[TASK TO COMPLETE] Report each line of the data below that contains the string "rough", treating uppercase and lowercase as different.

[AVAILABLE DATA]
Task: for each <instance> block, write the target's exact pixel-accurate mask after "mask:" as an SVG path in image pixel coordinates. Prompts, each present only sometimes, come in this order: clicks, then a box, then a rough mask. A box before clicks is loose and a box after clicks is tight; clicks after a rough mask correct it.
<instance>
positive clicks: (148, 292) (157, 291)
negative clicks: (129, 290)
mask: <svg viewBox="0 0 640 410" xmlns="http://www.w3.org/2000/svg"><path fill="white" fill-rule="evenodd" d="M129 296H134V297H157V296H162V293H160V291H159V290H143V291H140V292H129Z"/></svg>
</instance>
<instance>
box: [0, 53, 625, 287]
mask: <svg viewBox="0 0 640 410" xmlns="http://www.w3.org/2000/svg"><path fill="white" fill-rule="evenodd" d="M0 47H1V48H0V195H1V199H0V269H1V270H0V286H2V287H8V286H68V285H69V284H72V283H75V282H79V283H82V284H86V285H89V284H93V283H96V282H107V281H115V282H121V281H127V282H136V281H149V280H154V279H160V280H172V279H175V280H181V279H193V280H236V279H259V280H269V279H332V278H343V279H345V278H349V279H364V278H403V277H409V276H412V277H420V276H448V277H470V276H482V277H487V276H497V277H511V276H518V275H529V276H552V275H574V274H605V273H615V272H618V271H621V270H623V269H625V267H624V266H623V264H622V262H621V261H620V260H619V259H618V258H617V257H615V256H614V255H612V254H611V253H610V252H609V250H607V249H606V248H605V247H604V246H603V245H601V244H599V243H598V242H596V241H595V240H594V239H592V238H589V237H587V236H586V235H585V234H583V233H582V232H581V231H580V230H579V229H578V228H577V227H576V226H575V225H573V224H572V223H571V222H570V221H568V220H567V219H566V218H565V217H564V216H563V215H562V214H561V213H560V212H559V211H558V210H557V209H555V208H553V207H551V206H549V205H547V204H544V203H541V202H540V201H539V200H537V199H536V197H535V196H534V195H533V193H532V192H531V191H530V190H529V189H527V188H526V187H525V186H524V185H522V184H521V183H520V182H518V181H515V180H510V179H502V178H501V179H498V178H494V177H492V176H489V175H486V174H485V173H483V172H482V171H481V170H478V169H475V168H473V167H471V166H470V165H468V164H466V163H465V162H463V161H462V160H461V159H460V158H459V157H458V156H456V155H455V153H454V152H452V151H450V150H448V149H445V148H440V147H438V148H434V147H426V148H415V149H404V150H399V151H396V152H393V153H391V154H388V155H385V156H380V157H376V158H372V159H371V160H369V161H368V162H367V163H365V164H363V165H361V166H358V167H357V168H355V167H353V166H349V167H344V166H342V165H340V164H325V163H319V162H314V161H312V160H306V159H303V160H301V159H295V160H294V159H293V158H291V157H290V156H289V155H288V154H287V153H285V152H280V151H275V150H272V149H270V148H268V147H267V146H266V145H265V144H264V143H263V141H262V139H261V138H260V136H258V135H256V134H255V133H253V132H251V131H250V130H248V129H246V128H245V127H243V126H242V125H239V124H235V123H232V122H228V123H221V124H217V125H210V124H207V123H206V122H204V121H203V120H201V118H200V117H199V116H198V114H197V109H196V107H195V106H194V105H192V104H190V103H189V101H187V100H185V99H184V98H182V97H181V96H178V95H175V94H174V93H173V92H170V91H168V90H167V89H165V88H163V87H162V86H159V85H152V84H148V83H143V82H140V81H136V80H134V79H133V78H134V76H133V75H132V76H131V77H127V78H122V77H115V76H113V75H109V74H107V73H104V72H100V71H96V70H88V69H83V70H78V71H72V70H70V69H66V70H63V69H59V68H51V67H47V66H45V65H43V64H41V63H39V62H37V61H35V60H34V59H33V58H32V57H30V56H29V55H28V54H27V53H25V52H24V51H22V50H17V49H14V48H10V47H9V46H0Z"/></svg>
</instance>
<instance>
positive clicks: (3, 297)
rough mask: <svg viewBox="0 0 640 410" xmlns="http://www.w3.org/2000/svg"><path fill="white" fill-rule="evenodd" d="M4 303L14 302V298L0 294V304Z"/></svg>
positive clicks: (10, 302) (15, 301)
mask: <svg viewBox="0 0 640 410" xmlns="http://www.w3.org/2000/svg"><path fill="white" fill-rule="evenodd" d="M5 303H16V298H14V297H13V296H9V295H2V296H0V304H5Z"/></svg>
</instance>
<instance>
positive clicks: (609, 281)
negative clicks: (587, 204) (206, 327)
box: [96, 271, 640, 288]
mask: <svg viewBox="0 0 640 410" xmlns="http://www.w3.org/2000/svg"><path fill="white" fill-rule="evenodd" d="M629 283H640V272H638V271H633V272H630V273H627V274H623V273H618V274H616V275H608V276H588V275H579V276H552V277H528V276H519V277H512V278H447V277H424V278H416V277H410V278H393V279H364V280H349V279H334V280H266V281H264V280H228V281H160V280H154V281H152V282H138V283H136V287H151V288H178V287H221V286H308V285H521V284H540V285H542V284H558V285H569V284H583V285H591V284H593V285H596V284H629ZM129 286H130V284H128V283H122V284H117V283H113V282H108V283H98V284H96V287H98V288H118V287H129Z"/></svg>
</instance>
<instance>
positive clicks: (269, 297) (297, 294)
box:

[SOLUTION FOR THIS EXERCISE]
Task: for each <instance> block, write the target's exact pixel-accurate mask after "mask:" as an SVG path in image pixel coordinates. Prompts, each present only sometimes, come in this order: clicks, then a box, then a rough mask. A box before clicks is loose and a box after clicks is tight; clicks after a rough mask correct it.
rough mask: <svg viewBox="0 0 640 410" xmlns="http://www.w3.org/2000/svg"><path fill="white" fill-rule="evenodd" d="M4 303L14 302V298L0 294V304Z"/></svg>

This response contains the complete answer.